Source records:
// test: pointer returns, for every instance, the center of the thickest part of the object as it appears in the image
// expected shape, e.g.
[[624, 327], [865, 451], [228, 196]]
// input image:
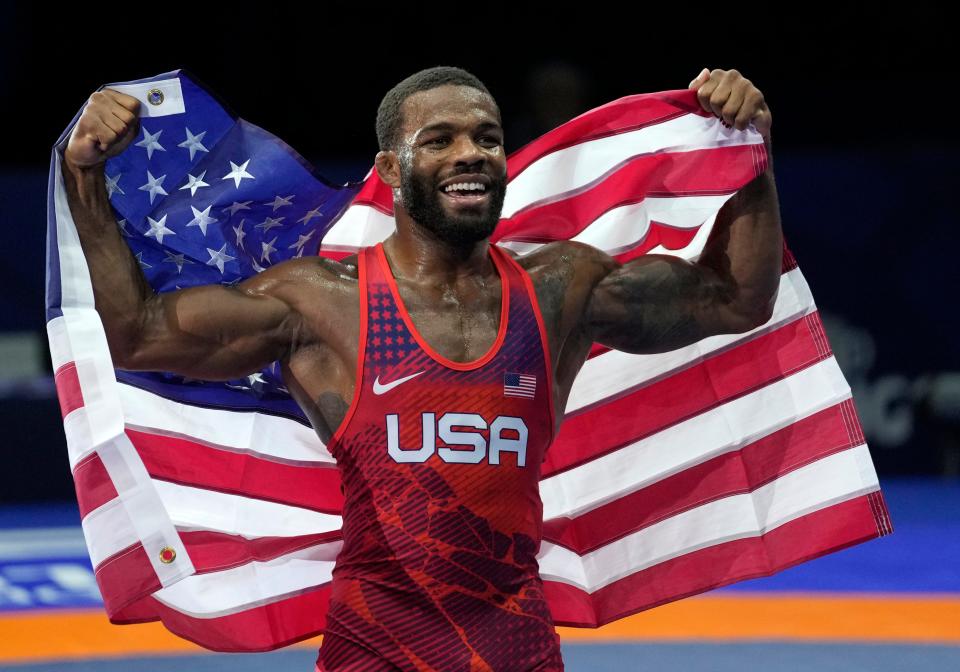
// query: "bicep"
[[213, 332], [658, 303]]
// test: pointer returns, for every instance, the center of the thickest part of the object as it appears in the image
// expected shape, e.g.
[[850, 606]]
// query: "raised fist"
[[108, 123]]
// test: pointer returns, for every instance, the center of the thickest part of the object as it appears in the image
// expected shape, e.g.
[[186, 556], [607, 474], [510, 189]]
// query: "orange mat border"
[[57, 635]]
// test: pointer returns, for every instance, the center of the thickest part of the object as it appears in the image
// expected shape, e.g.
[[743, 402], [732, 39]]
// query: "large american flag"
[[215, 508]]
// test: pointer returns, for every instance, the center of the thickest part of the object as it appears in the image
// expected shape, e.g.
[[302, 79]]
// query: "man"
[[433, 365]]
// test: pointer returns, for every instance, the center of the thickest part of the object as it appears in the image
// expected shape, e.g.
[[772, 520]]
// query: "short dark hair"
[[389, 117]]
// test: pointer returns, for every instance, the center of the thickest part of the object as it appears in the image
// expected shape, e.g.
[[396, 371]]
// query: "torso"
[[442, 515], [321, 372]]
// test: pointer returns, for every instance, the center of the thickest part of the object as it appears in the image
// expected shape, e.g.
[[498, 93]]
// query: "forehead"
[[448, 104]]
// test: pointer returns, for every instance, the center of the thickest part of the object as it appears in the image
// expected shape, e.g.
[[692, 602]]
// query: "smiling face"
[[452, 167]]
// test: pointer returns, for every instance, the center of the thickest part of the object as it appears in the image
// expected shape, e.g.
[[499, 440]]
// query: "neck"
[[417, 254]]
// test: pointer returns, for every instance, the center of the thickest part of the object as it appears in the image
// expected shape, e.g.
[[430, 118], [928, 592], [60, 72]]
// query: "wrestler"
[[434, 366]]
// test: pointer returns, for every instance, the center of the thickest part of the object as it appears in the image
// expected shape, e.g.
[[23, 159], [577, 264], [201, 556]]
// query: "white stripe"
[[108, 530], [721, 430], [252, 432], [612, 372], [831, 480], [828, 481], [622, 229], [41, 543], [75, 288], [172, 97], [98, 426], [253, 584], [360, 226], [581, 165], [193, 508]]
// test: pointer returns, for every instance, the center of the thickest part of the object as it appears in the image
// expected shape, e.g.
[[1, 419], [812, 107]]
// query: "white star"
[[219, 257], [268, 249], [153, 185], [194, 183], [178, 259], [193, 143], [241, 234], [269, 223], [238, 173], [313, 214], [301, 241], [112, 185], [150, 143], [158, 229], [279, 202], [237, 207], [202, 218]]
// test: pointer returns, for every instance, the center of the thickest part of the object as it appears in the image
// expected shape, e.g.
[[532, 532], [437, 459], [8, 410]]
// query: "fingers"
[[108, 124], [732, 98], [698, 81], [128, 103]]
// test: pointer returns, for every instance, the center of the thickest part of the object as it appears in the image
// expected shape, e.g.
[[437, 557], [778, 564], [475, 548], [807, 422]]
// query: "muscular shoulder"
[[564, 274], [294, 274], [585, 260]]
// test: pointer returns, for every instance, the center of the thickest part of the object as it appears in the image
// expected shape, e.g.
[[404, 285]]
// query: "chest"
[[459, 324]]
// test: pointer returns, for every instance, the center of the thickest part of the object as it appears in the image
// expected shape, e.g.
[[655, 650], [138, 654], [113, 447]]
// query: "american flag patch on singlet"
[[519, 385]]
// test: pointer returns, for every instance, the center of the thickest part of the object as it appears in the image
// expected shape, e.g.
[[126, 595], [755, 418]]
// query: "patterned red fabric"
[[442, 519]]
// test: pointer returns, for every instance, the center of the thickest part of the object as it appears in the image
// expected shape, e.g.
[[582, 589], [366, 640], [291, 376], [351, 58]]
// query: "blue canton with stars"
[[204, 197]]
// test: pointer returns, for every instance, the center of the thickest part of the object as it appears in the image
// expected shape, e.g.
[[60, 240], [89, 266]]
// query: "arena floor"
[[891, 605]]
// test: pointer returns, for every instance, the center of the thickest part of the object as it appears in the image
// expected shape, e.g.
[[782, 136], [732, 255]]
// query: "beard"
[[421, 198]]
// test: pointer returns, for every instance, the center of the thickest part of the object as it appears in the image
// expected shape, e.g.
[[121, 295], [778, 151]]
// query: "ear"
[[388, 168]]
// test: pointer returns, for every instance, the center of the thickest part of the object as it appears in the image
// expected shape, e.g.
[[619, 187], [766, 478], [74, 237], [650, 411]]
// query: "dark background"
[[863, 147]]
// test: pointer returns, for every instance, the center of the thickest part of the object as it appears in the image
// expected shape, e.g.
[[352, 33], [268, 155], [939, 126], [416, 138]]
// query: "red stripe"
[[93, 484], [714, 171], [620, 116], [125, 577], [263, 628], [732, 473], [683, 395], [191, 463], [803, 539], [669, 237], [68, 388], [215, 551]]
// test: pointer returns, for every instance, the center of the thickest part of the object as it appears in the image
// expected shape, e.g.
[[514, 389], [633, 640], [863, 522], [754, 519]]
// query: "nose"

WHAT YOU NEED TO DO: Copy the lines above word for word, leaving out the pictures.

OUTPUT OF THE EXERCISE:
// test: pointer returns, for every instance, the center of the thickest part of the object as it appears in the image
// expected shape, e.g.
[[624, 327], [865, 451], [228, 196]]
// input image:
// query: "bicep"
[[213, 332], [658, 303]]
// test: pointer returns, for every instance, the center of the thickest part of the object as it appears in the image
// expected shape, e.g.
[[850, 606]]
// query: "raised fist"
[[108, 123]]
// test: pointer returns, for every instance, the center of the thickest part of the object as it appears in the image
// expected shape, e.g.
[[186, 556], [607, 474], [510, 189]]
// query: "orange mat border"
[[57, 635]]
// test: pointer returns, for every instance, the center of the thickest part of the object as it appears in the image
// expected shape, e.g.
[[743, 402], [732, 39]]
// query: "large american flag"
[[215, 508]]
// test: pointer returns, for every instance, the center of the thickest part of the object as it appears in the image
// expected shape, e.g.
[[302, 79]]
// query: "man"
[[433, 365]]
// test: pointer returns, for every instance, the center of the thickest part of the object as it appears in the image
// expected shape, e.g.
[[772, 520]]
// query: "short dark hair"
[[389, 117]]
// test: pointer returns, for every instance, the center of the thickest part of the object as it appears in the image
// expected shape, e.g.
[[396, 371]]
// query: "torso"
[[442, 515], [321, 372]]
// test: pointer returns, for every instance, the center of the thickest part of the object as it appears in the image
// expected shape, e.g.
[[498, 93]]
// query: "forehead"
[[448, 104]]
// test: pointer returns, for every instance, the center of the thickest part of the object as it appears in the image
// expected shape, e.g.
[[692, 602]]
// query: "smiling face"
[[452, 167]]
// test: pointer returns, for every instance, the center of the thickest part of the object as it appears in the image
// expected shape, e.g.
[[499, 440]]
// query: "neck"
[[417, 254]]
// test: pointer returns, for every instance, the center of the thickest part of the object as it appears in the image
// expected shape, e.g.
[[430, 118], [928, 592], [60, 72]]
// query: "wrestler"
[[434, 366]]
// test: pointer returns, for every instance, the center of the thickest part of the object as it appears in the image
// expected shape, e.g.
[[23, 159], [577, 264], [201, 556]]
// query: "white stripe"
[[108, 530], [721, 430], [252, 432], [612, 372], [831, 480], [828, 481], [622, 229], [41, 543], [75, 288], [172, 97], [98, 426], [253, 584], [360, 226], [581, 165], [193, 508]]
// test: pointer returns, for every instance, the center of the thickest part of the object as it appears in the image
// expected shape, e.g.
[[1, 419], [812, 107]]
// query: "white star"
[[219, 257], [268, 249], [153, 185], [194, 183], [178, 259], [193, 143], [241, 234], [269, 223], [238, 173], [313, 214], [301, 241], [112, 185], [150, 143], [158, 229], [279, 202], [237, 207], [202, 218]]
// test: pointer returns, for every instance, the center of the thickest part of the object as it appears in the image
// expected shape, e.g.
[[532, 532], [437, 459], [8, 410]]
// query: "fingers"
[[108, 124], [732, 98], [698, 81], [128, 103]]
// test: pointer returns, for every instance, the center of the thickest part of the object as it appears in the image
// expected shape, e.g.
[[437, 557], [778, 564], [475, 548], [807, 422]]
// query: "muscular shoulder"
[[564, 274], [294, 274], [585, 260]]
// test: pointer returns, for every instance, the center of the thickest part of the object as it appears in the image
// expected shape, e.g.
[[404, 285]]
// query: "chest"
[[459, 324]]
// test: pointer returns, for every instance, the center of the thickest part of the object as it appears in the image
// expected shape, e.g.
[[655, 650], [138, 654], [113, 447]]
// query: "american flag patch on singlet"
[[519, 385]]
// test: pointer returns, for every instance, the center of the thickest part of the object as it appears in the image
// expected shape, e.g.
[[126, 595], [755, 418]]
// query: "patterned red fabric"
[[442, 519]]
// test: pointer returns, for every instance, the center of the thickest part of the object as it appears in the image
// expected shape, e.g.
[[582, 589], [366, 640], [291, 376], [351, 58]]
// query: "blue canton with stars"
[[204, 197]]
// test: pointer returns, for every instance, the center of the thickest part of the object as it appears in the image
// expected shape, e.g.
[[60, 240], [89, 266]]
// query: "arena floor"
[[891, 605]]
// test: pointer returns, for every instance, the center of the thickest part of the object as it appears in the image
// expected shape, e.g.
[[782, 136], [732, 255]]
// query: "beard"
[[421, 198]]
// test: pointer returns, for every instance, the center of the thickest part of the object as it appears in the image
// expected shape, e.g.
[[121, 295], [778, 151]]
// query: "ear"
[[388, 168]]
// test: pointer returns, for every instance, the center of the thickest part of the object as it appears in the image
// expected shape, e.g.
[[619, 187], [766, 478], [74, 237], [650, 411]]
// query: "dark background"
[[863, 147]]
// test: pointer returns, for every instance, the center of the thickest part of the object as it appears in the image
// expected shape, e.g.
[[352, 33], [268, 155], [939, 126], [416, 138]]
// query: "red stripe"
[[93, 484], [714, 171], [620, 116], [125, 577], [263, 628], [732, 473], [683, 395], [191, 463], [803, 539], [669, 237], [68, 388], [215, 551]]
// test: pointer returns, for every instance, the center of the thickest part of the object as it appears in the image
// expected shape, e.g.
[[514, 389], [633, 640], [863, 522], [754, 519]]
// query: "nose"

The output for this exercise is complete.